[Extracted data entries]
++++++++++++++++++++
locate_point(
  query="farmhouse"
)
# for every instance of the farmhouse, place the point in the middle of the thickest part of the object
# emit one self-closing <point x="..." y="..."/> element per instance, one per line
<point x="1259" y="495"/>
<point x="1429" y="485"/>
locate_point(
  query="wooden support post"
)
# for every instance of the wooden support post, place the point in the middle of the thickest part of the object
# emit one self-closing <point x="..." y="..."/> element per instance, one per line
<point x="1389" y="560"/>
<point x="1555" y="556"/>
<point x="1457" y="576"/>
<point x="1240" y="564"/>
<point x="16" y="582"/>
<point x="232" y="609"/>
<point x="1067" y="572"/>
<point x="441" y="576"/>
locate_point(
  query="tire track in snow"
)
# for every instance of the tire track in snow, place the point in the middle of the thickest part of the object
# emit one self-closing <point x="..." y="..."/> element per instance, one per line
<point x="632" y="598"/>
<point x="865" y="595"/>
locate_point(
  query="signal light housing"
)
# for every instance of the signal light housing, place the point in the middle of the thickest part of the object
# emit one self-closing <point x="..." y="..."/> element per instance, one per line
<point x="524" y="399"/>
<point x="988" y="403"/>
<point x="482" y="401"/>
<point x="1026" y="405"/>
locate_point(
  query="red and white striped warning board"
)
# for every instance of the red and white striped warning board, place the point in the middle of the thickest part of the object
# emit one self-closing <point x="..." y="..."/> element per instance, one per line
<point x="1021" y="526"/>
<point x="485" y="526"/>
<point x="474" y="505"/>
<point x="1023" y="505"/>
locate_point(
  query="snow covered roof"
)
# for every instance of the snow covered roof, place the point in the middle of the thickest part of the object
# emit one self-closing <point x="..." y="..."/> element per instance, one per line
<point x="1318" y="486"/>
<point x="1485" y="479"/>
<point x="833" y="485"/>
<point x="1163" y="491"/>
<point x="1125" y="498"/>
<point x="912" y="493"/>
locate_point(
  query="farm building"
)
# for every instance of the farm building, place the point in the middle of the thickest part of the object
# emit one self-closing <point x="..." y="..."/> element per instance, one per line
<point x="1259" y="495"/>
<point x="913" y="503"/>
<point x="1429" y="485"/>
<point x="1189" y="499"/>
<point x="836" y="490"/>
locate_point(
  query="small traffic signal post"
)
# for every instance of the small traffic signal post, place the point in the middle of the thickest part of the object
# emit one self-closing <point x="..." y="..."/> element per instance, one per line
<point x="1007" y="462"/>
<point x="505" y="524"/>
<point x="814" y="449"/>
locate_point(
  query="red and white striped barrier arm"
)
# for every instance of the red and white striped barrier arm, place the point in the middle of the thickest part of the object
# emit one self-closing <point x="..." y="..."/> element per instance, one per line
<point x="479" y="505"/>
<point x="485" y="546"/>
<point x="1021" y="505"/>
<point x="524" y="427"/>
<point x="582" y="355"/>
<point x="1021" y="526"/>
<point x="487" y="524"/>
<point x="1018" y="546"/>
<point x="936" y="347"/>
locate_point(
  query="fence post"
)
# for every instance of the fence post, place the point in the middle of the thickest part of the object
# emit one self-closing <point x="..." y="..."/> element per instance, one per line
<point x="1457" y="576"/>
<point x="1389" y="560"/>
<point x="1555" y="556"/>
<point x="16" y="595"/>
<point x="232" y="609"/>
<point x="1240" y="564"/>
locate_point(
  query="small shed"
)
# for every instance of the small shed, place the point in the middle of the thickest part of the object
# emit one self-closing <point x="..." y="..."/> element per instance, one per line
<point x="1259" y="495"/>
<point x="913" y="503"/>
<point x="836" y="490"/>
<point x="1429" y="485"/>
++++++++++++++++++++
Copy every record once more, exactly as given.

locate_point(
  query="farmhouse"
)
# for every instance of the farmhouse, place the point in the middle of the thickest part of the object
# emit one self-closing <point x="..." y="..."/> element per instance, one per line
<point x="1259" y="495"/>
<point x="1429" y="485"/>
locate_point(
  query="wooden support post"
)
# for every instance of the wooden support post, place the point in the middle of the thickest part of the object
# emit one self-closing <point x="..." y="..."/> element per instance, one per line
<point x="1389" y="560"/>
<point x="1555" y="556"/>
<point x="1457" y="576"/>
<point x="1240" y="564"/>
<point x="16" y="582"/>
<point x="232" y="609"/>
<point x="1067" y="572"/>
<point x="441" y="576"/>
locate_point(
  query="tire track in snow"
)
# for every instance of the tire track in snow, place the point in the middle of the thickest part of the object
# emit one self-closing <point x="..." y="..."/> element per instance, one per line
<point x="632" y="598"/>
<point x="865" y="595"/>
locate_point(
  query="signal light housing"
)
# for every instance of the signal light housing, place the point in the middle of the thickest part of the object
# emit one self-closing <point x="..." y="..."/> element per instance, one per line
<point x="524" y="399"/>
<point x="988" y="403"/>
<point x="482" y="401"/>
<point x="1026" y="405"/>
locate_point(
  query="red and white striped warning board"
)
# for every instance of the red and white striped warning board, place the point in the middle of the thickest part of the object
# emit one self-closing <point x="..." y="..."/> element per instance, one per line
<point x="1021" y="526"/>
<point x="485" y="526"/>
<point x="474" y="505"/>
<point x="1023" y="505"/>
locate_point(
  query="snow covered roof"
)
# for every instance of the snow covered roof, place the point in the middle of the thickest part of the object
# emit one self-closing <point x="..." y="..."/> element per instance, one per line
<point x="1318" y="486"/>
<point x="1485" y="479"/>
<point x="833" y="485"/>
<point x="1163" y="491"/>
<point x="1125" y="498"/>
<point x="912" y="493"/>
locate_point(
  query="farm building"
)
# for every instance of the farm building, place the point in the middle of the thickest part of the object
# emit one self-closing <point x="..." y="..."/> element per instance, one per line
<point x="1259" y="495"/>
<point x="913" y="503"/>
<point x="1429" y="485"/>
<point x="1189" y="499"/>
<point x="836" y="490"/>
locate_point(
  query="small traffic signal post"
)
# for every instance of the small traffic signal post, place the point in the middle of the thickest part of the object
# emit one self-closing <point x="..." y="..."/> element per instance, one per line
<point x="1007" y="462"/>
<point x="505" y="524"/>
<point x="814" y="449"/>
locate_point(
  query="red and white striped barrier arm"
)
# for every instance of the red and white striped barrier arm, place the point in the middle of the thickest part of the object
# emit one self-closing <point x="..." y="..."/> element per instance, one per line
<point x="479" y="505"/>
<point x="485" y="546"/>
<point x="1021" y="505"/>
<point x="524" y="427"/>
<point x="582" y="355"/>
<point x="1021" y="526"/>
<point x="487" y="524"/>
<point x="1018" y="546"/>
<point x="936" y="347"/>
locate_point(
  query="fence post"
)
# for every instance of the fence post, place the point in the middle of the thickest part of the object
# emit one self-closing <point x="..." y="..."/> element per instance, one per line
<point x="1457" y="576"/>
<point x="1389" y="560"/>
<point x="1555" y="556"/>
<point x="16" y="595"/>
<point x="232" y="609"/>
<point x="1240" y="564"/>
locate_point(
  query="small shed"
)
# for every instance of the small shed, place the point in the middle of the thickest part of the object
# emit one self-closing <point x="..." y="..."/> element per instance, one per line
<point x="1259" y="495"/>
<point x="913" y="503"/>
<point x="836" y="490"/>
<point x="1429" y="485"/>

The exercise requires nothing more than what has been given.